What you will do: Word for word, repeat all the entries below, but without the pictures.

(Stored data)
BEGIN
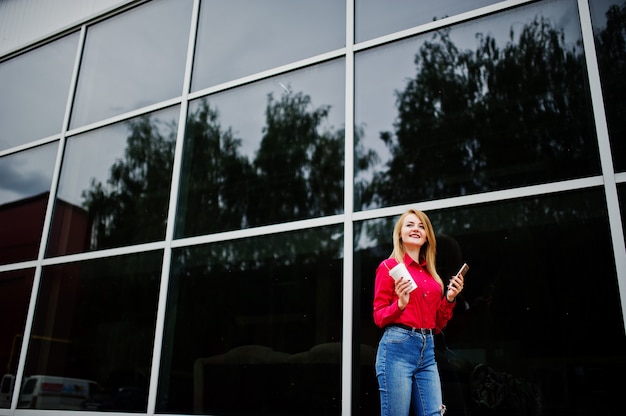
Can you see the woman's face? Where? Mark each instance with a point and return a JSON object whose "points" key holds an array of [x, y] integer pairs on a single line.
{"points": [[413, 232]]}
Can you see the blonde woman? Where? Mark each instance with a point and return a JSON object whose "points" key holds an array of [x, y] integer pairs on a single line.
{"points": [[412, 304]]}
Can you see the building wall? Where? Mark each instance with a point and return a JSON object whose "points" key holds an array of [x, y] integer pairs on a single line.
{"points": [[197, 195]]}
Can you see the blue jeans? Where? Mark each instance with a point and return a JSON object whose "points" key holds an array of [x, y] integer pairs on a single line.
END
Result for this exercise:
Can you see the woman's face? Where? Mark each instance with a point and return a JSON object whose "points" key holds an array of [x, y] integer pairs on a single line.
{"points": [[413, 232]]}
Can you see the blonde woman? Where? Mark each instance with a point and return a JSON object whose "points" key holds an array of [x, y] integer pairs on a single line.
{"points": [[412, 304]]}
Can you see the building wall? Where? Mark each instance with a point and return a JSON object whose "points" key holds an array of [x, y] integer pairs on a single line.
{"points": [[197, 195]]}
Can you see the blue jeans? Where? Mark each instance with a point and return a JSON object whose "points" key holds an array of [x, y] integer pairs on a single line.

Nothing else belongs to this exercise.